* Records for the exercise *
-- Start --

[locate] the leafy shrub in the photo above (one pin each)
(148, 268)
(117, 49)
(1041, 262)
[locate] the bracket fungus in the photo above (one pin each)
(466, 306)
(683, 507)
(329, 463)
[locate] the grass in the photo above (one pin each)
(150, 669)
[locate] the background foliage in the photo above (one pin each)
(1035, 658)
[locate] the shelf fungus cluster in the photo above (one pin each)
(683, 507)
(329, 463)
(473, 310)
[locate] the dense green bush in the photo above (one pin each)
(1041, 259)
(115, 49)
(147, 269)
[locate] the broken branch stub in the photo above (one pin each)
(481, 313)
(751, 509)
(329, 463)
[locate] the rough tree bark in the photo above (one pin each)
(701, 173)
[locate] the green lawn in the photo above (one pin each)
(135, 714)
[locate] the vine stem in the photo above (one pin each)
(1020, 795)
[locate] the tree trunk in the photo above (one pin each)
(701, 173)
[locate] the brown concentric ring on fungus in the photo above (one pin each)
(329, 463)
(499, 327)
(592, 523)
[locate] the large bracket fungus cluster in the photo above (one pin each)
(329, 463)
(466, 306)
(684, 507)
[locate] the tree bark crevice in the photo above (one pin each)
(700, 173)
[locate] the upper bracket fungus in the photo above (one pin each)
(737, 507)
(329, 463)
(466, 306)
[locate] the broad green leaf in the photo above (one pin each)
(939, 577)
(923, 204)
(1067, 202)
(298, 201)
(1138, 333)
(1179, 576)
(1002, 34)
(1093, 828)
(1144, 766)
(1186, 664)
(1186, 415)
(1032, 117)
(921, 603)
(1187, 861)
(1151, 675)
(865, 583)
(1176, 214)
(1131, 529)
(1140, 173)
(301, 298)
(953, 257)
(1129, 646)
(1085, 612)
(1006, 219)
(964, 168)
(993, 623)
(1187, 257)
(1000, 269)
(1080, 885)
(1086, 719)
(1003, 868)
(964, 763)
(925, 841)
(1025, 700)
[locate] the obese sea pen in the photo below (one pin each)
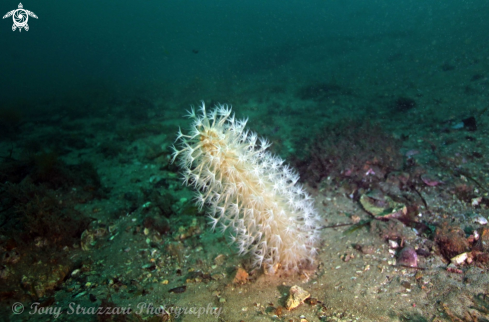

-- End --

* The exercise *
Turn every line of the records above into a numbered list, skipping any blank lines and leaving out the pictures.

* The output *
1. [locate] the leafy shrub in the photo above (one pin each)
2. (148, 268)
3. (117, 49)
4. (1041, 262)
5. [locate] the bracket fungus in the photo above (one pin each)
6. (466, 306)
7. (683, 507)
8. (329, 463)
9. [locate] the grass in the photo above (one pin each)
10. (150, 669)
11. [locate] the background foliage in the photo above (one pin each)
12. (1035, 658)
13. [locate] the shelf fungus cluster in the photo above (one pin each)
14. (683, 507)
15. (329, 463)
16. (473, 310)
17. [locate] the dense green bush in the photo above (one pin each)
18. (1041, 259)
19. (115, 49)
20. (147, 269)
21. [locate] the broken branch stub in the photo above (one pin each)
22. (481, 313)
23. (751, 509)
24. (329, 463)
25. [locate] the rough tree bark in the photo above (one pin each)
26. (701, 173)
27. [locate] the green lawn in the photo above (one pin each)
28. (135, 714)
29. [locate] the vine stem in the photo above (one pin each)
30. (1020, 795)
31. [locate] the tree trunk in the photo above (one pin each)
32. (701, 173)
33. [locate] the brown concentric ring on fungus in the photo above (one pin each)
34. (329, 463)
35. (499, 327)
36. (592, 523)
37. [locate] the large bracket fungus cluster in the photo above (one pin each)
38. (329, 463)
39. (466, 306)
40. (684, 507)
41. [locate] the tree bark crevice in the photo above (one pin each)
42. (700, 173)
43. [locate] the upper bracket fungus in the photo above (one pin each)
44. (737, 507)
45. (329, 463)
46. (466, 306)
47. [locate] the broad green leaf in the photo above (one pin each)
48. (939, 577)
49. (923, 204)
50. (1067, 202)
51. (298, 201)
52. (1138, 333)
53. (1179, 576)
54. (1002, 34)
55. (1093, 828)
56. (1144, 766)
57. (1186, 664)
58. (1186, 415)
59. (1032, 117)
60. (921, 603)
61. (1187, 861)
62. (1151, 675)
63. (865, 583)
64. (1176, 214)
65. (1131, 529)
66. (1140, 173)
67. (301, 298)
68. (953, 257)
69. (1129, 646)
70. (1085, 612)
71. (1006, 219)
72. (964, 168)
73. (993, 623)
74. (1187, 257)
75. (1000, 269)
76. (1080, 885)
77. (1086, 719)
78. (1003, 868)
79. (964, 763)
80. (925, 841)
81. (1025, 700)
82. [locate] the obese sea pen in the photo below (one pin each)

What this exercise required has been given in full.